▸ AIM:
Reproduce all records exactly.

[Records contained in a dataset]
:::::
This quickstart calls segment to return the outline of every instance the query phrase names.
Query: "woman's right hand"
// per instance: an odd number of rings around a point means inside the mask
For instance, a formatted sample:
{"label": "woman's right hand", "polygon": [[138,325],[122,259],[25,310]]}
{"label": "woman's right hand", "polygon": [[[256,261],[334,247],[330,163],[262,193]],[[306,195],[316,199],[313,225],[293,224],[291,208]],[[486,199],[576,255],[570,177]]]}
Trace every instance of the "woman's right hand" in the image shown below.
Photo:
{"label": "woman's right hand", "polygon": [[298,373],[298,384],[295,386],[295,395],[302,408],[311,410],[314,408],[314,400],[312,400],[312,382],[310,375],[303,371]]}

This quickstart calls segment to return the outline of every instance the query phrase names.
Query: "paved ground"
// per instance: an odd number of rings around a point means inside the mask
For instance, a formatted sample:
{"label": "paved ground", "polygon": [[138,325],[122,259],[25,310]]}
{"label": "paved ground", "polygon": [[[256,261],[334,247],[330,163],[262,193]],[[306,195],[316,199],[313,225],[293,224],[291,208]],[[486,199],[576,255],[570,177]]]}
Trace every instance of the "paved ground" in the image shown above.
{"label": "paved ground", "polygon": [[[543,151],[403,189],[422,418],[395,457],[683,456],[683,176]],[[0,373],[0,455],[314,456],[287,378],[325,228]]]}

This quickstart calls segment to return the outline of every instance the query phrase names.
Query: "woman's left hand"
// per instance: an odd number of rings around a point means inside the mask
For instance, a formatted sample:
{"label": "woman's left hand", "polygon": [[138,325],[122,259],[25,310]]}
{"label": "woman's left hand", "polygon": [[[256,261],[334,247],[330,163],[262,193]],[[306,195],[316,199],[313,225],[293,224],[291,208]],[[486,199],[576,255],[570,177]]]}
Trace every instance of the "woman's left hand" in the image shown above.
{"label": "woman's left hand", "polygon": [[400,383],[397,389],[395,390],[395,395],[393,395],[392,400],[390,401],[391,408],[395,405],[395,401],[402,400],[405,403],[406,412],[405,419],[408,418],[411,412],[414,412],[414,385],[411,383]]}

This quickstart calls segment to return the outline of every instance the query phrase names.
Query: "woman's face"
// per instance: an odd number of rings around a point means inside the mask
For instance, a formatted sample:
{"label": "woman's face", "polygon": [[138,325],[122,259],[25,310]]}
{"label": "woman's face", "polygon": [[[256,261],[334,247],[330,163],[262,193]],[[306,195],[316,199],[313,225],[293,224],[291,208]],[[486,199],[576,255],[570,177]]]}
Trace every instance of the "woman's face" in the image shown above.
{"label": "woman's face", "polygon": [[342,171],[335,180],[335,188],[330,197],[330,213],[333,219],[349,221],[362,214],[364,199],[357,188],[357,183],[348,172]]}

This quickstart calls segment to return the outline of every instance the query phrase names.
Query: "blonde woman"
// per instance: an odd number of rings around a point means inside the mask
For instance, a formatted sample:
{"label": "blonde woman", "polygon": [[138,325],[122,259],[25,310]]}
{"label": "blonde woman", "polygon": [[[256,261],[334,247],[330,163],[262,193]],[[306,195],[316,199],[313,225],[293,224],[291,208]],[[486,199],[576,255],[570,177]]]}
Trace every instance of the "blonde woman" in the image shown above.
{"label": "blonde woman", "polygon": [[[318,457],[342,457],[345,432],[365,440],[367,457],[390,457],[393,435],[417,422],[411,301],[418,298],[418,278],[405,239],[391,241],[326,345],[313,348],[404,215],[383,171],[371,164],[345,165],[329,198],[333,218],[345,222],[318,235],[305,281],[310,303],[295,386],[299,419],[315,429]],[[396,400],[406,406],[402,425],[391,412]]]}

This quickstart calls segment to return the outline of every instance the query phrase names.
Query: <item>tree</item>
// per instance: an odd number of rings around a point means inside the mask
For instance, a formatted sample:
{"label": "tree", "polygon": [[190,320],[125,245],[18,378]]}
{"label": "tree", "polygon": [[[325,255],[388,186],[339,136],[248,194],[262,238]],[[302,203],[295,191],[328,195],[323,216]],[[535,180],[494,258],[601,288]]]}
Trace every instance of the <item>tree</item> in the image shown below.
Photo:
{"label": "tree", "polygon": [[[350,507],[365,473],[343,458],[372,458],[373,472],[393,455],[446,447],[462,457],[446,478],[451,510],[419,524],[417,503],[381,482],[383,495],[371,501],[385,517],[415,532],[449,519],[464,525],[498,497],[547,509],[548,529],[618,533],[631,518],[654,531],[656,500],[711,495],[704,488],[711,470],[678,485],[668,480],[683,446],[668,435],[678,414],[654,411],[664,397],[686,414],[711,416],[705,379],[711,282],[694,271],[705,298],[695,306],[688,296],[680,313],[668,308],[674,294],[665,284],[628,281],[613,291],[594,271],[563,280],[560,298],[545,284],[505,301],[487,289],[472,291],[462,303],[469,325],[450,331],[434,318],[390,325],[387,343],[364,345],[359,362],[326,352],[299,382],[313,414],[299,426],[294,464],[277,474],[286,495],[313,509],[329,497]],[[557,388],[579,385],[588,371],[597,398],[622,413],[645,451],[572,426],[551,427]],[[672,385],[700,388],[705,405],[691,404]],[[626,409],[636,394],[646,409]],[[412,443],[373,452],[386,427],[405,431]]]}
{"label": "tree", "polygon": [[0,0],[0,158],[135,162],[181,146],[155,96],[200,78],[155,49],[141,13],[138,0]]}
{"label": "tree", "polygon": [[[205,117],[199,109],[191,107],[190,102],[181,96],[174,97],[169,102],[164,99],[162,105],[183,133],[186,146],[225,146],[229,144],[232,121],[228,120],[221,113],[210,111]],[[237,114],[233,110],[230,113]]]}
:::::
▸ TASK RESULT:
This quickstart calls segment to return the outline of every instance the query phrase names.
Query: "woman's right hand"
// per instance: an odd number of rings around a point means inside the mask
For instance, a formatted sample:
{"label": "woman's right hand", "polygon": [[138,325],[122,259],[25,310]]}
{"label": "woman's right hand", "polygon": [[[256,261],[334,247],[330,163],[262,193]],[[306,195],[316,199],[313,225],[293,224],[291,208]],[[486,199],[576,255],[570,177]]]}
Trace every instance of the "woman's right hand" in the image shown below.
Photo:
{"label": "woman's right hand", "polygon": [[298,373],[298,384],[295,386],[295,395],[302,408],[311,410],[314,408],[314,400],[312,400],[312,382],[310,375],[303,371]]}

This quickstart calls segment to return the outline of every instance the query phrase names.
Query: "paved ground"
// per instance: an odd number of rings around a point means inside the mask
For instance, a formatted sample:
{"label": "paved ground", "polygon": [[138,325],[122,259],[25,310]]}
{"label": "paved ground", "polygon": [[[256,261],[334,247],[330,163],[262,193]],[[306,195],[316,199],[313,225],[293,224],[291,208]],[[486,199],[576,255],[570,177]]]}
Trace every instance of the "paved ground" in the image shown above.
{"label": "paved ground", "polygon": [[[543,151],[403,189],[422,418],[395,457],[683,456],[683,176]],[[0,373],[0,455],[314,456],[287,378],[325,228]]]}

This quickstart calls segment to return the outline of every instance the query phrase names.
Query: "woman's left hand"
// per instance: an odd number of rings around a point means inside the mask
For instance, a formatted sample:
{"label": "woman's left hand", "polygon": [[138,325],[122,259],[25,310]]}
{"label": "woman's left hand", "polygon": [[[256,261],[334,247],[330,163],[262,193]],[[306,195],[316,199],[313,225],[293,224],[291,208]],[[486,199],[576,255],[570,177]]]}
Trace every instance of the "woman's left hand" in the image shown above.
{"label": "woman's left hand", "polygon": [[400,383],[397,389],[395,390],[395,395],[393,395],[392,400],[390,401],[391,408],[395,405],[395,401],[402,400],[405,403],[406,412],[405,419],[408,418],[411,412],[414,412],[414,385],[411,383]]}

This quickstart calls segment to return the outline of every instance the query phrase names.
Query: "woman's face"
// per instance: an odd number of rings around a point means inside the mask
For instance, a formatted sample:
{"label": "woman's face", "polygon": [[138,325],[122,259],[25,310]]}
{"label": "woman's face", "polygon": [[[256,261],[334,247],[330,163],[262,193]],[[306,195],[316,199],[313,225],[293,224],[291,208]],[[486,199],[576,255],[570,177]]]}
Trace every instance of the "woman's face" in the image shown above.
{"label": "woman's face", "polygon": [[342,171],[335,180],[335,188],[330,197],[330,213],[333,219],[349,221],[362,214],[364,199],[357,188],[357,183],[348,172]]}

This quickstart calls segment to return the outline of every instance the query phrase names.
Query: "blonde woman"
// per instance: an odd number of rings around a point means inside the mask
For instance, a formatted sample:
{"label": "blonde woman", "polygon": [[138,325],[122,259],[25,310]]}
{"label": "blonde woman", "polygon": [[[256,261],[334,247],[330,163],[262,193]],[[306,195],[316,199],[313,225],[293,224],[291,208]],[[486,199],[576,255],[570,177]]]}
Trace every instance of the "blonde woman" in the image shown above.
{"label": "blonde woman", "polygon": [[[318,457],[342,457],[345,432],[365,440],[367,457],[390,457],[393,435],[417,422],[411,301],[418,298],[418,278],[405,239],[391,241],[326,345],[313,348],[404,215],[383,171],[371,164],[345,165],[329,198],[333,218],[345,222],[318,235],[305,281],[310,303],[295,386],[299,419],[315,429]],[[396,400],[406,406],[402,425],[391,412]]]}

This quickstart calls segment to return the outline of every instance the query phrase names.
Query: <item>tree</item>
// per instance: an odd number of rings around a point means inside the mask
For instance, a formatted sample:
{"label": "tree", "polygon": [[190,320],[125,245],[18,378]]}
{"label": "tree", "polygon": [[[325,255],[388,186],[339,136],[248,194],[262,238]],[[302,203],[295,191],[328,195],[323,216]],[[535,180],[494,258],[601,288]]]}
Trace every instance of the <item>tree</item> in the image shown below.
Photo:
{"label": "tree", "polygon": [[[350,507],[365,473],[343,458],[372,458],[373,472],[393,455],[446,447],[462,457],[446,478],[451,510],[419,524],[417,503],[381,482],[383,495],[371,501],[385,517],[415,532],[449,519],[464,525],[498,497],[547,509],[548,529],[618,533],[631,518],[654,531],[656,500],[711,495],[704,488],[711,470],[678,485],[668,480],[683,446],[668,435],[678,414],[654,411],[664,397],[686,414],[711,416],[705,379],[711,282],[694,271],[705,298],[695,306],[688,296],[680,313],[668,308],[674,294],[665,284],[628,281],[613,291],[594,271],[563,280],[560,298],[545,284],[505,301],[487,289],[472,291],[462,303],[469,325],[450,331],[434,318],[390,325],[387,343],[364,345],[359,362],[326,352],[299,382],[313,414],[299,426],[294,464],[277,474],[286,495],[313,509],[329,497]],[[557,388],[579,385],[588,371],[597,398],[622,413],[645,451],[572,426],[551,427]],[[672,385],[700,388],[705,405],[691,404]],[[626,409],[636,394],[646,409]],[[412,443],[373,452],[386,427],[405,431]]]}
{"label": "tree", "polygon": [[0,0],[0,158],[135,162],[181,146],[155,96],[200,78],[155,49],[141,13],[138,0]]}
{"label": "tree", "polygon": [[[205,117],[199,109],[191,107],[190,102],[181,96],[174,97],[169,102],[164,99],[162,105],[183,133],[186,146],[225,146],[229,144],[232,121],[228,120],[221,113],[210,111]],[[237,114],[233,110],[230,113]]]}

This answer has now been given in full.